• Trecho do texto:
-- -- --

Entrevistamos Manuela d'Ávila
Manuela d'Ávila se tornou uma das vereadoras mais conhecidas de Porto Alegre nesta gestão. Sangue novo na casa, socialista do PCdoB, vinda do movimento estudantil, as câmeras se focaram nela. Chegou a ser considerada musa da Câmara, mas argumenta que, sendo a mais jovem entre as vereadoras, é fácil levar o prêmio. O sucesso nas urnas é tanto que, neste pleito, concorre a deputada federal, com a esperança de puxar o PCdoB para além dos 5% de votos exigidos pela cláusula de barreira.
Os repórteres de Nova Corja Marcelo Träsel e Daniel Gallas visitaram a vereadora em seu gabinete há cerca de dois meses. Por absoluta negligência e vagabundagem, até hoje a entrevista não fora transcrita. Felizmente Rodrigo Alvares se irritou com a situação e decidiu fazê-lo. A conversa de mais de uma hora será publicada em partes.

-- -- --

• Instruções:
a) Edite o trecho da apresentação da entrevista que vai de "Entrevistamos Manuela d'Ávila" até "publicada em partes.", substituindo "gabinete" por "escritório".
b) Segundo a apresentação da entrevista, a que cargo Manuela d'Ávila concorre neste pleito?

Rótulos de pontos de objetos

-- -- --

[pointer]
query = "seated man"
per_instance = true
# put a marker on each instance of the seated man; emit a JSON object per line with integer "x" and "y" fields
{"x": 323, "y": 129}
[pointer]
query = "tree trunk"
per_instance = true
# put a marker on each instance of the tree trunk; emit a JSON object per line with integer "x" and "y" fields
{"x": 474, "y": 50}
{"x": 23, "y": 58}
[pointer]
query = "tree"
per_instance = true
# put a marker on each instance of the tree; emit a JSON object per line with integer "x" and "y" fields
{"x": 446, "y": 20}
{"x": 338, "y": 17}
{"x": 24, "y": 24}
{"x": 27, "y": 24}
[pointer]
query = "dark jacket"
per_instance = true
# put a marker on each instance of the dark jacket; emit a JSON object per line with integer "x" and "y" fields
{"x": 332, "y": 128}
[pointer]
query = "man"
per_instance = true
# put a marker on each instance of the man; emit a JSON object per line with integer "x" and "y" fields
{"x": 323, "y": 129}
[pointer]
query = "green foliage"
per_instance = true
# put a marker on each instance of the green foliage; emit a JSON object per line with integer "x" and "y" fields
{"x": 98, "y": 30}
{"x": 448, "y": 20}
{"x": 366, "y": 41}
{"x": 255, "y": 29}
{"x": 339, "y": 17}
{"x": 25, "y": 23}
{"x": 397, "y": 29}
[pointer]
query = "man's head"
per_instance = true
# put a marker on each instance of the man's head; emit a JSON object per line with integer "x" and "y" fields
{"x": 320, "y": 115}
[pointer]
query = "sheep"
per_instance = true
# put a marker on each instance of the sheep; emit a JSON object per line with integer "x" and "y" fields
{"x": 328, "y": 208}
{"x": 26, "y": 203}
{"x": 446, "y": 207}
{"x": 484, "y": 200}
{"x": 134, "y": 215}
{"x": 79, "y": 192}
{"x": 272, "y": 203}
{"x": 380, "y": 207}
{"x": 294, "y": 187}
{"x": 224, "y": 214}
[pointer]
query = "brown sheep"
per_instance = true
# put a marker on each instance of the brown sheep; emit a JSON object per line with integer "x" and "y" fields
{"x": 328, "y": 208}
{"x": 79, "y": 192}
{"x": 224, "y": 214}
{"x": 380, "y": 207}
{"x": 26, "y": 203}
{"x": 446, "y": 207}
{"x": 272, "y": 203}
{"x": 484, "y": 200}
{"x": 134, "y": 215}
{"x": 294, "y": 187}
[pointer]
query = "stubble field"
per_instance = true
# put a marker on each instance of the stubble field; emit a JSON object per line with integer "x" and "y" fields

-- -- --

• Tarefas resolvidas:
a)
Entrevistamos Manuela d'Ávila
Manuela d'Ávila se tornou uma das vereadoras mais conhecidas de Porto Alegre nesta gestão. Sangue novo na casa, socialista do PCdoB, vinda do movimento estudantil, as câmeras se focaram nela. Chegou a ser considerada musa da Câmara, mas argumenta que, sendo a mais jovem entre as vereadoras, é fácil levar o prêmio. O sucesso nas urnas é tanto que, neste pleito, concorre a deputada federal, com a esperança de puxar o PCdoB para além dos 5% de votos exigidos pela cláusula de barreira.
Os repórteres de Nova Corja Marcelo Träsel e Daniel Gallas visitaram a vereadora em seu escritório há cerca de dois meses. Por absoluta negligência e vagabundagem, até hoje a entrevista não fora transcrita. Felizmente Rodrigo Alvares se irritou com a situação e decidiu fazê-lo. A conversa de mais de uma hora será publicada em partes.

b) Ao cargo de deputada federal.